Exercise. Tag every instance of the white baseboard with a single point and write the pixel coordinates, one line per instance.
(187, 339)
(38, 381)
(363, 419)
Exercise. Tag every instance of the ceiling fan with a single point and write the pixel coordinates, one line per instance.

== GOAL OF THE EXERCISE ==
Copy every line of the records above, requests included, and offset each coordinate in the answers by adding 7 to both of its numbers.

== EXERCISE ANSWER ==
Exercise. Tag every instance of the white baseboard with a single point and write the pixel coordinates, one line per instance.
(194, 346)
(45, 388)
(370, 426)
Exercise. Tag every instance of the ceiling fan with a single point and write the pixel coordinates, one line per instance.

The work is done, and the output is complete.